- Document
╔══

Knowledge Does Not Equal Understanding

IMG_0769In church this morning, my husband preached on I Corinthians 8. It is a scripture on mature Christians being sensitive to weaker brothers and sisters in the faith. Paul is instructing mature believers to give up doing something they believe is acceptable if it would cause a weaker Christian to stumble. I had heard this portion of scripture preached on several times before over the years and thought I understood its premise. I was not looking forward to hearing it again. I wanted something fresh and new. This seemed like “milk” and I wanted “meat”.

My mind was shutting down when Jonah, one of our young men who reads the Scripture Sunday morning, read this:

Now, concerning what you wrote about food offered to idols.

It is true, of course, that “all of us have knowledge,” as they say. Such knowledge, however, puffs a person up with pride; but love builds up. Those who think they know something really don’t know as they ought to know. But the person who loves God is known by him.                       ~ I Corinthians 8:1-3.

Whoa, all of a sudden, he is talking to me! I am saying I already know this and I don’t want to hear it again. “Those who think they know something really don’t know as they ought to know.” (verse 2) What is it I “ought to know” that I don’t know? That verse stood out to me like a flashing neon light.

coollogo_com-37752530I didn’t want to go over this Scripture because I already knew this Scripture. Ah, but I didn’t know what I “ought to know”.

Later in I Corinthians Paul explicated what he began earlier:

I may be able to speak the languages of human beings and even of angels, but if I have no love, my speech is no more than a noisy gong or a clanging bell. I may have the gift of inspired preaching; I may have all knowledge and understand all secrets; I may have all the faith needed to move mountains—but if I have no love, I am nothing. I may give away everything I have, and even give up my body to be burned—but if I have no love, this does me no good.                      I Corinthians 13:1-3

What I ought to have known was that my impatience and irritation was not loving. I wanted to move on, but there may have been those who needed to know what was in this chapter. The message for me was not about what to do with meat sacrificed to idols, it was about being a part of the family of God this morning and being attentive to the needs of others.

╚══

- What is asked
(a) Locate and copy out every line of the records that contains the string "bare", treating uppercase and lowercase letters as distinct.
(b) Extend the reflection on I Corinthians 8 by writing the passage that follows its final sentence.

- Raw records
╔══

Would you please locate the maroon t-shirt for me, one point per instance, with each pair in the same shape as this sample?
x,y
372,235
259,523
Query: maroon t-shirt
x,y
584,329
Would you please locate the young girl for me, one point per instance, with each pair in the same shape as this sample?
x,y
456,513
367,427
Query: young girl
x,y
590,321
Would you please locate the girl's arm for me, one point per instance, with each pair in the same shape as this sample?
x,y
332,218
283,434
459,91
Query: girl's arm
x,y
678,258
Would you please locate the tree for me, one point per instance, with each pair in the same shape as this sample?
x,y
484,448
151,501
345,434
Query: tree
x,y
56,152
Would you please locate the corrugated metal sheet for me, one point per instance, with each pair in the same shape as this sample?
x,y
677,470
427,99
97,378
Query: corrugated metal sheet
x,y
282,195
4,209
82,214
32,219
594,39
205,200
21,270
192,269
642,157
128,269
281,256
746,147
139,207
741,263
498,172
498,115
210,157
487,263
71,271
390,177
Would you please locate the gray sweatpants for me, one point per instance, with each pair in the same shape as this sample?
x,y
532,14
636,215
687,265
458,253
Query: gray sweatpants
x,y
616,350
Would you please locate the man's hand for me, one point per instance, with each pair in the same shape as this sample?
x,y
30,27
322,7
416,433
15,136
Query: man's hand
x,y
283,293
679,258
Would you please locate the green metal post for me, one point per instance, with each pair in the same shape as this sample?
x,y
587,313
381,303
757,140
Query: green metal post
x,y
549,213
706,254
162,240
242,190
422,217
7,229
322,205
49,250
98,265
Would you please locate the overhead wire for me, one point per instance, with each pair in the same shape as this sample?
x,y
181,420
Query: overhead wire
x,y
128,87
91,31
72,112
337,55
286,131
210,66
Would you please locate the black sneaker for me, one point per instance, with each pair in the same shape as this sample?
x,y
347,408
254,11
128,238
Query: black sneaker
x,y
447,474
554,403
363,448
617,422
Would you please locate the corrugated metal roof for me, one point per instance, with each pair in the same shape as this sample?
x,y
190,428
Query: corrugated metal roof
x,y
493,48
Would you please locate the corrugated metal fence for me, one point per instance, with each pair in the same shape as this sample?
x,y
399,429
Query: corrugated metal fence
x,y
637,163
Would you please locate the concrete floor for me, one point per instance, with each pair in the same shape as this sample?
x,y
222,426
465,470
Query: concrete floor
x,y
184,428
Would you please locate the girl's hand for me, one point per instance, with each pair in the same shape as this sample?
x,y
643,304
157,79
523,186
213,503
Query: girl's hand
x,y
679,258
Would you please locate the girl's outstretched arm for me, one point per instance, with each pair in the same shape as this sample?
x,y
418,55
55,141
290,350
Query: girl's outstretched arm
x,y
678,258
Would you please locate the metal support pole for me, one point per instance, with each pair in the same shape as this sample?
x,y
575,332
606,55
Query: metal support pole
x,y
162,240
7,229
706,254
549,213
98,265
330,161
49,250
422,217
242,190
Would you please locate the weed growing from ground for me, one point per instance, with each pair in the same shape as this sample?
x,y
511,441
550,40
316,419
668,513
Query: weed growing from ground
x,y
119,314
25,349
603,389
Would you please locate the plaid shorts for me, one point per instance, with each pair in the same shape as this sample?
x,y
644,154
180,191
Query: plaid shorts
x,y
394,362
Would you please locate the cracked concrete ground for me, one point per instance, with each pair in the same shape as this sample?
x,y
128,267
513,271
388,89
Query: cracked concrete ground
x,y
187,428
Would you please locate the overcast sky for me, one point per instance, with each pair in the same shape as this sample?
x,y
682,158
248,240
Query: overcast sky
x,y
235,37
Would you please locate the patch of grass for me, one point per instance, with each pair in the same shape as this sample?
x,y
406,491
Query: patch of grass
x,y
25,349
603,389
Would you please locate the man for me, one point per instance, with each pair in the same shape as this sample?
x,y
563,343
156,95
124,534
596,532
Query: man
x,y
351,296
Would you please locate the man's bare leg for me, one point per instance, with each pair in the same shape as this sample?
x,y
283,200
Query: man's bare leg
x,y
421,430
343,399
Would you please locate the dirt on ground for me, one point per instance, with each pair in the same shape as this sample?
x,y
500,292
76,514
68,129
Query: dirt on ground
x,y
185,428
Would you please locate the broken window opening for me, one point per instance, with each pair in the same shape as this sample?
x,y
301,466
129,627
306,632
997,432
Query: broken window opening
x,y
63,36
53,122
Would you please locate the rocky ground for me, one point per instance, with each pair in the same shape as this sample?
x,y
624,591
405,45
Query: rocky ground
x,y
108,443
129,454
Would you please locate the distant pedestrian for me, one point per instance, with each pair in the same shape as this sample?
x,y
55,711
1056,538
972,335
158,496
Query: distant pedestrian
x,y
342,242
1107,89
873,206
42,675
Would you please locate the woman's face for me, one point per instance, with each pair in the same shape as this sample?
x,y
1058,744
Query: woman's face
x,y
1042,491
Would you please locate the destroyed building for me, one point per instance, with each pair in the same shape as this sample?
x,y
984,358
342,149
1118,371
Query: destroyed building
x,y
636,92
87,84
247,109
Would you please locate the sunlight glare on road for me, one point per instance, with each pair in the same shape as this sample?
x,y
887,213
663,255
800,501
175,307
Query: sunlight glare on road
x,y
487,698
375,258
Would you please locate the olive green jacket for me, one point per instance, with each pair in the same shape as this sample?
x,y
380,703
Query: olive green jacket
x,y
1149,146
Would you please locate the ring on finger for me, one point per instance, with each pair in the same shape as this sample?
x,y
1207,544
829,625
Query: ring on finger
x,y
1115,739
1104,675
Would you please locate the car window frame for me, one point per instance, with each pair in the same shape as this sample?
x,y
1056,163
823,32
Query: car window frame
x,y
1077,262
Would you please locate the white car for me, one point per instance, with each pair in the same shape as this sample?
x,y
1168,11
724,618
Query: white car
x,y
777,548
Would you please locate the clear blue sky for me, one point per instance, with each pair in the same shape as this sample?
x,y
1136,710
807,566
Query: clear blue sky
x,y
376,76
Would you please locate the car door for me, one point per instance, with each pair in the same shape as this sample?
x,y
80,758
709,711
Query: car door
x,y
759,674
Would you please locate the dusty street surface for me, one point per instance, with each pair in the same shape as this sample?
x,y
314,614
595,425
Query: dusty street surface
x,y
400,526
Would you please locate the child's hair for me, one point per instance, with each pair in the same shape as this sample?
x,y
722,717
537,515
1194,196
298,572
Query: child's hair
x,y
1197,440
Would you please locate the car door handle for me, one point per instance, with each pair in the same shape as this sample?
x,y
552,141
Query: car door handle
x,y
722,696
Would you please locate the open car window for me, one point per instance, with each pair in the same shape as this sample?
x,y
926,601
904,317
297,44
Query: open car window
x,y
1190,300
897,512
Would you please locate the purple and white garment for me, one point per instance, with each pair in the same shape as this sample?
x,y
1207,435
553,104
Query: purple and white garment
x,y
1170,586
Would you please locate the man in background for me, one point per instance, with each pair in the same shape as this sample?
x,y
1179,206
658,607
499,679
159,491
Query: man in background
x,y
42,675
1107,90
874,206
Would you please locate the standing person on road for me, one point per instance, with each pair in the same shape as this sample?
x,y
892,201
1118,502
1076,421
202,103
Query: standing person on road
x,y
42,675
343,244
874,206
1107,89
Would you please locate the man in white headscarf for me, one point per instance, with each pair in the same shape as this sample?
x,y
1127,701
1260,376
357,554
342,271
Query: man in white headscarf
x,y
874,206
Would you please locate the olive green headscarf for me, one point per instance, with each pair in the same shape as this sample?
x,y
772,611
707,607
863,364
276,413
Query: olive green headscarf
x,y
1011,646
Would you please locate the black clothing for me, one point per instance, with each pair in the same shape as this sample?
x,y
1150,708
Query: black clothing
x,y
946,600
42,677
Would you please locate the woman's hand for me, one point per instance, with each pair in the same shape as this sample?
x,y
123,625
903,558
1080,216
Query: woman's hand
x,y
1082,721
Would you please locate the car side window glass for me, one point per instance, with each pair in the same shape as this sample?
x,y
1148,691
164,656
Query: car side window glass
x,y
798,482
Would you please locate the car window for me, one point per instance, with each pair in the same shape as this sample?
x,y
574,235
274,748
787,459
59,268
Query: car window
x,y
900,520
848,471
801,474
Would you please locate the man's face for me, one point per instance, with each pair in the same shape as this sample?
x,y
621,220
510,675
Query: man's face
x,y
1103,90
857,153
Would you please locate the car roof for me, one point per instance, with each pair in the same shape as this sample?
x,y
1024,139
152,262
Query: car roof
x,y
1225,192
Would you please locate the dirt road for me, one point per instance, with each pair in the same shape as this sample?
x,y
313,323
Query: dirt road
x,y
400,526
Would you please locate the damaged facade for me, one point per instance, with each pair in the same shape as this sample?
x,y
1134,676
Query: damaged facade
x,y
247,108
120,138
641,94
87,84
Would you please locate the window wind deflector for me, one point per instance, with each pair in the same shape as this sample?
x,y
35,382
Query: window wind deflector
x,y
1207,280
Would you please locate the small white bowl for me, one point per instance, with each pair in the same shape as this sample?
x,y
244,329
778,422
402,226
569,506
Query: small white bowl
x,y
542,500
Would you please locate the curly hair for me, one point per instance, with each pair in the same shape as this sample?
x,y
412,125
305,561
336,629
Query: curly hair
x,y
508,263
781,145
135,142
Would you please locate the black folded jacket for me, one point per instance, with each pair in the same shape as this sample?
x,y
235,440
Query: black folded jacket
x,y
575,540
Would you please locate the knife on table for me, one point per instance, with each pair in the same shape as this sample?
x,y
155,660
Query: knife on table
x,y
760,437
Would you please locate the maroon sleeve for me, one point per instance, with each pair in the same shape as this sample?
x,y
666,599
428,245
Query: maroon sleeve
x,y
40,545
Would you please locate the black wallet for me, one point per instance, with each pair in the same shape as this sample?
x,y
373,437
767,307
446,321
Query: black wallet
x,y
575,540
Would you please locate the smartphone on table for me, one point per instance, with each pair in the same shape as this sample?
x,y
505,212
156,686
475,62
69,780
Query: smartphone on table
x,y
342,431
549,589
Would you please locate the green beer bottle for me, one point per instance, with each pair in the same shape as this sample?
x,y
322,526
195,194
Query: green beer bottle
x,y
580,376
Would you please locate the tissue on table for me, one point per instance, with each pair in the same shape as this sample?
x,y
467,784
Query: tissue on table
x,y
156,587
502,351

╚══

- The answers
(a)
Would you please locate the man's bare leg for me, one point per instance, with each pair in the same shape as this sample?
Query: man's bare leg

(b)
Last evening, I was watching a clip of young brilliant John Adams venting his frustration at the slow proceedings at the First Continental Congress to the seasoned elder statesman from Pennsylvania, Benjamin Franklin. He just couldn’t understand why fellow patriots did not move quickly on his arguments concerning independence.

Benjamin Franklin said it was not so much that others disagreed with Mr. Adams, but that he was making enemies with the way that he presented his arguments. Mr. Franklin conceded that Mr Adams was brilliant and even “correct” in his arguments, but, at the same time, he was arrogant and insulting, demeaning and rude. Paul might have said, “he was a clanging bell”. Thankfully, the clanging bell had a teachable spirit and through wise delegation became quite influential in leading his fellow patriots to declare their independence from England, but it was a lesson he had to learn over and over again.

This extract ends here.